These predictions become self-fulfilling prophecies when police patrol these areas more, and in turn discover more crimes and make more arrests than they do in less-patrolled areas. As a result, more records from the neighborhood are input into crime data bases, while similar crimes in other areas are overlooked. When the existing model is retrained (or new algorithms are trained) on the updated data, this perpetuates a bias-deepening cycle that can lead to over-policing. SSL was scrutinized by many groups for its reliance on self-generated data—among other issues—and ultimately did not reduce crime. In short, even the most accurate model can’t reduce crime if what it accurately predicts is social injustice.

• COMPAS, a system used by judges to inform decisions about pretrial inmate release, incorrectly flags black defendants as probable repeat offenders nearly twice as often as their white counterparts4.
• Google adjusted its Google Photos image recognition system after it classified black people as gorillas5.
• Facial recognition software in Nikon cameras erroneously warned Asian users that they were blinking6.
• Google Translate debuted gender-specific translations7 after researchers found that it defaults to masculine pronouns (he, him), even when translating texts that specifically refer to females8.
• The German job portal Xing ranks female candidates below less-qualified male candidates9.
• Researchers from MIT and Microsoft tested three commercial gender classification systems, and found that the error rate was the highest for darker-skinned women (maximum error rate: 34.7%) and the lowest for lighter-skinned men (maximum error rate: 0.8%)10.
• Amazon discovered that an internal recruiting tool was discriminating against female job candidates, and traced the problem to the use of historical hiring data—which favors men11 . After they reprogrammed the model to ignore gendered words, it started making decisions based on gender-correlated words. Ultimately, Amazon scrapped the system altogether, illustrating the difficulty of retroactively eliminating bias.

What Makes a Model Fair?

One difficulty of designing a fair model is defining what exactly constitutes a fair model. There is no consensus on the best definition or mathematical formulation of fairness. Fairness is defined in many ways12—and some of these definitions contradict one another. For example, predictive parity (equal fractions of correct positive predictions among groups), equal false positive rates, and equal false negative rates are all definitions of fairness. However, it is mathematically impossible to satisfy all three definitions when there are strong group differences in prevalence (positive outcomes)13.

Prioritizing Bias and Fairness Metrics

Since there is no consensus on the definition of fairness, a promising approach is to use tools that test for several bias and fairness metrics and, on a case-by-case basis, focus on the metrics that are most appropriate for a given situation.

The first factor to consider is the availability of outcome (i.e., label) data. In other words, a model can be tested for bias after it makes predictions, but before the actual outcomes are known. Unsupervised bias metrics, which are calculated without outcome data, can be used in these cases. Unsupervised metrics are used to assess the distribution of predictions across groups, with common examples including Predicted Positive Rate (PPR) and Predicted Prevalence (PPrev).

== Objective ==
Check each statement against the passage on algorithmic bias, answering yes or no and quoting the words of the passage that settle it. 1. Amazon kept using its internal recruiting tool after reprogramming it to ignore gendered words. 2. SSL ultimately did not reduce crime. 3. Unsupervised bias metrics are calculated without outcome data.

== Rows from a box-labeling dataset ==

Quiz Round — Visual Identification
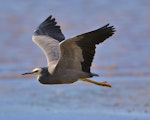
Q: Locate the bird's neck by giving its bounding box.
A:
[38,67,60,84]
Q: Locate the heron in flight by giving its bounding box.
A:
[22,16,115,87]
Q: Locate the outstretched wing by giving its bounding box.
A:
[32,16,65,66]
[57,24,115,73]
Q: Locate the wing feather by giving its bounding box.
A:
[58,24,115,73]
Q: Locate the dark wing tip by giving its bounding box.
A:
[34,15,65,41]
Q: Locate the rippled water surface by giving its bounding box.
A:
[0,0,150,120]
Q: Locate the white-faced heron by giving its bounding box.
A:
[22,16,115,87]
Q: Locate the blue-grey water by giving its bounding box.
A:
[0,0,150,120]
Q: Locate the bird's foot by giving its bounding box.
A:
[80,78,111,87]
[98,81,111,87]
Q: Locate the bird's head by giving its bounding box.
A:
[22,68,43,76]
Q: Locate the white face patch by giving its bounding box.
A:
[32,68,42,75]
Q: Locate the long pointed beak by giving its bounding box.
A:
[21,72,34,75]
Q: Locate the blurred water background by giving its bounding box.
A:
[0,0,150,120]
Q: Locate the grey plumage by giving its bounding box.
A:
[22,16,115,86]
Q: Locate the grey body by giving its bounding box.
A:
[23,16,115,87]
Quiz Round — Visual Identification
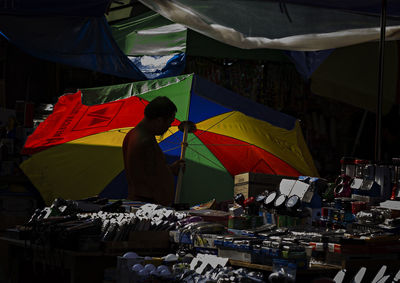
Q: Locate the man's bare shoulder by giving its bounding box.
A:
[127,128,154,147]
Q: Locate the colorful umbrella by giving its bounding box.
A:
[21,75,318,204]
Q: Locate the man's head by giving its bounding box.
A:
[144,96,178,135]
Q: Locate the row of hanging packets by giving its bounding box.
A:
[79,204,191,241]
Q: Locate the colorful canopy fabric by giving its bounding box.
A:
[21,75,318,203]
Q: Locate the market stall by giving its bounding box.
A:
[1,163,400,282]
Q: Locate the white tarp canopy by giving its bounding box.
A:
[140,0,400,51]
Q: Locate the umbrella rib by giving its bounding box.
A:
[190,111,235,141]
[163,145,181,152]
[190,143,253,146]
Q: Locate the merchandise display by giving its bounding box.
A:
[2,158,400,282]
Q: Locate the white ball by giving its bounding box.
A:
[144,263,156,272]
[131,263,143,272]
[122,252,138,258]
[157,265,168,273]
[138,268,149,277]
[160,269,171,277]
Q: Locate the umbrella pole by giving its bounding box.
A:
[175,124,189,203]
[375,0,387,163]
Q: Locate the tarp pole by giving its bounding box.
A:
[175,123,189,203]
[375,0,387,162]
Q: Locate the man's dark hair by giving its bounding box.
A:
[144,96,178,120]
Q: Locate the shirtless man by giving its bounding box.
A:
[123,96,184,206]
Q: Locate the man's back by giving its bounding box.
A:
[123,126,174,205]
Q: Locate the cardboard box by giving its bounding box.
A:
[233,172,297,198]
[103,231,170,252]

== Exercise output ==
1. No: "Ultimately, Amazon scrapped the system altogether"
2. Yes: "and ultimately did not reduce crime"
3. Yes: "Unsupervised bias metrics, which are calculated without outcome data"